━━ Trecho do documento ━━

Dorival e Dora

Sobre o documentário DORIVAL CAYMMI – UM HOMEM DE AFETOS e a peça virtual DORA  

Ondas de simpatia a partir de Caymmi

Quatro documentários de longa metragem sobre Dorival Caymmi surgiram nos últimos 19 anos, sendo três de 2018 para cá. Cabe perguntar se há lugar para tanto. A resposta vai depender do que cada um privilegia. Um Certo Dorival Caymmi (Aluisio Didier, 2002) contou sua trajetória biográfica e musical. Dorivando Saravá – O Preto que Virou Mar (Henrique Dantas, 2020) abordou a espiritualidade e a negritude do compositor, além da sua relação atávica com o mar. Não vi Dê Lembranças a Todos – Dorival Caymmi (Fabio Di Fiore, Thiago Di Fiore). Já Dorival Caymmi – Um Homem de Afetos (Daniela Broitman, 2019) sai em busca das histórias de família e amizades, bem como da gênese de algumas composições clássicas.

O núcleo de ouro do documentário de Daniela são dois materiais inéditos: um misto de encontro íntimo e sarau em torno de Caymmi na casa dos amigos Lígia e Marcelo Machado em 1988; e um concerto doméstico na casa de Tom Jobim. Em ambas as ocasiões, mas especialmente na casa de Lígia e Marcelo, Dorival se espalha em histórias saborosas de sua vida com aquele inconfundível tempero baiano. “Aprendi a gostar de mim mesmo gostando dos outros”, eis uma das máximas da filosofia do “Buda Nagô”, como o chamou Gilberto Gil.

━━━
━━ Dados fornecidos ━━

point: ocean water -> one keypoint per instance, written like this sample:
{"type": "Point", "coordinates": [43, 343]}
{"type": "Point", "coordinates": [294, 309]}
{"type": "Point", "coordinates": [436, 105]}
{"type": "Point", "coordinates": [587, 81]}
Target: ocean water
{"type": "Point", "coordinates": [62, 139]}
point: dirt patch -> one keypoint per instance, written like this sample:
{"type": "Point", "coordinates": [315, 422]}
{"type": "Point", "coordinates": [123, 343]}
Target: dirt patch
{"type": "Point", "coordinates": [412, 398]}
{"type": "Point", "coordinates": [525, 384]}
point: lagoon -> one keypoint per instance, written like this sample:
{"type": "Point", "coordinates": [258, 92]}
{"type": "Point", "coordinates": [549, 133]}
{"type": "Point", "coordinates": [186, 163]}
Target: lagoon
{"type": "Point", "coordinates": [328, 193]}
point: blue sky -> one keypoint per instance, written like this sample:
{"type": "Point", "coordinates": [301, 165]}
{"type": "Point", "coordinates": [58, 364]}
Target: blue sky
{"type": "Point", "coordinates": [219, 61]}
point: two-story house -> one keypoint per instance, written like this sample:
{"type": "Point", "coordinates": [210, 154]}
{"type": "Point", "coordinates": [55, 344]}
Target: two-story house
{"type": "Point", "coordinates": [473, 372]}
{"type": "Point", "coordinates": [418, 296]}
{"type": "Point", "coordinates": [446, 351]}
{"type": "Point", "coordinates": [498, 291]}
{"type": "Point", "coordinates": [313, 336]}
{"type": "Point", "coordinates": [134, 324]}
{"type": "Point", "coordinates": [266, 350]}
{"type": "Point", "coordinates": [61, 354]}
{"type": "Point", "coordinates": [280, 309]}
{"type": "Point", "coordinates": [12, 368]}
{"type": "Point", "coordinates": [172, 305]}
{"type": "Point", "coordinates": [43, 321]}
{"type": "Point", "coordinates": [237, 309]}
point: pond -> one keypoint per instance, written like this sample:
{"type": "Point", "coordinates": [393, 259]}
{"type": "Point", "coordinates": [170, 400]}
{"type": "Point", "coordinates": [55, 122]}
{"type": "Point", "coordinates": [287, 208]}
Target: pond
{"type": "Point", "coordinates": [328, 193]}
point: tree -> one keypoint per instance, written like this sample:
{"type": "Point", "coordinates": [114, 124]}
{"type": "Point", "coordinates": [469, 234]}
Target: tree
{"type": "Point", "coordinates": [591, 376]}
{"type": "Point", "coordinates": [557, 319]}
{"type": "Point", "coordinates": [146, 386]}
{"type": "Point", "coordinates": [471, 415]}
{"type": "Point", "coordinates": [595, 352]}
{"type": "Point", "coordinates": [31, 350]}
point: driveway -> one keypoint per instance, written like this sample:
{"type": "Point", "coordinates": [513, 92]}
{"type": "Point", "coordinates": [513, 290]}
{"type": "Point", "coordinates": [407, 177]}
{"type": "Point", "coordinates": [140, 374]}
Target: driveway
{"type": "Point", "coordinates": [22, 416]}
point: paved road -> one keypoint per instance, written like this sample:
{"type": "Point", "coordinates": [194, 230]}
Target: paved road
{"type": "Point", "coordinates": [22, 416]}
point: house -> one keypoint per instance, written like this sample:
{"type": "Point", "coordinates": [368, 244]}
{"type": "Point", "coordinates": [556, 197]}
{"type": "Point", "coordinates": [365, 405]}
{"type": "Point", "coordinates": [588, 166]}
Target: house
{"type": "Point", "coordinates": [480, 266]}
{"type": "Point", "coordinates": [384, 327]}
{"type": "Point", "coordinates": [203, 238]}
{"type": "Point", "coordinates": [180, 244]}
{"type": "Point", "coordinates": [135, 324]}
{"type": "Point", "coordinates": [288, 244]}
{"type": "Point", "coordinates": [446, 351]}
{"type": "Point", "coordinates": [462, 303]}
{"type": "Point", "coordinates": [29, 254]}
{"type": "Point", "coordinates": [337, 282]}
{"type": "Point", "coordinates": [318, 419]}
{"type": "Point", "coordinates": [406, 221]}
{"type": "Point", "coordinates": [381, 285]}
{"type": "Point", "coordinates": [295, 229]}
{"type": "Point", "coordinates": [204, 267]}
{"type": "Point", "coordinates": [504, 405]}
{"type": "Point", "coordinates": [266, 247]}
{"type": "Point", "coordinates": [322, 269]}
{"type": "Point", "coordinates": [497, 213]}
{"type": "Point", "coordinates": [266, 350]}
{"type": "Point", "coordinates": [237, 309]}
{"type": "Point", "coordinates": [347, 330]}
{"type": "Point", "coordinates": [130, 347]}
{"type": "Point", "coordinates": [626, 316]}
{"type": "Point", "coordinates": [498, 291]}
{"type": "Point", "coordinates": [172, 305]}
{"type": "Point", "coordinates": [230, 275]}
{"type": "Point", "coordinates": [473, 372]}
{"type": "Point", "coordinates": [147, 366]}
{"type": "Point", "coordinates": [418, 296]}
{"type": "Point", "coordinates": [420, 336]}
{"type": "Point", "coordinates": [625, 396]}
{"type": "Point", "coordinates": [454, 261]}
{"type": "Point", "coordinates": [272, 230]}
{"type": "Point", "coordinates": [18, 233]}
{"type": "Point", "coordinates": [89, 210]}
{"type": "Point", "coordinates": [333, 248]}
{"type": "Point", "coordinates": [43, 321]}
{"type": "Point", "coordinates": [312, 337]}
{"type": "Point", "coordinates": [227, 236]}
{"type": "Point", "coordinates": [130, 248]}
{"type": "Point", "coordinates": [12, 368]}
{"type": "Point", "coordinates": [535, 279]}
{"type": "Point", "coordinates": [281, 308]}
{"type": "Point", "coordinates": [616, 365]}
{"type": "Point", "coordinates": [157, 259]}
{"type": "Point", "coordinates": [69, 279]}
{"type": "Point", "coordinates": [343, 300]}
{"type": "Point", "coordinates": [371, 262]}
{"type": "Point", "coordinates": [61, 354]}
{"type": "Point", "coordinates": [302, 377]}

━━━

** Exercício **
Transcreva, sem alterações, a parte do texto sobre Dorival Caymmi que se inicia com as palavras "Ondas de simpatia" e se encerra com "algumas composições clássicas.". Os dados não guardam relação alguma com o texto sobre Dorival Caymmi.

** Resposta **
Ondas de simpatia a partir de Caymmi

Quatro documentários de longa metragem sobre Dorival Caymmi surgiram nos últimos 19 anos, sendo três de 2018 para cá. Cabe perguntar se há lugar para tanto. A resposta vai depender do que cada um privilegia. Um Certo Dorival Caymmi (Aluisio Didier, 2002) contou sua trajetória biográfica e musical. Dorivando Saravá – O Preto que Virou Mar (Henrique Dantas, 2020) abordou a espiritualidade e a negritude do compositor, além da sua relação atávica com o mar. Não vi Dê Lembranças a Todos – Dorival Caymmi (Fabio Di Fiore, Thiago Di Fiore). Já Dorival Caymmi – Um Homem de Afetos (Daniela Broitman, 2019) sai em busca das histórias de família e amizades, bem como da gênese de algumas composições clássicas.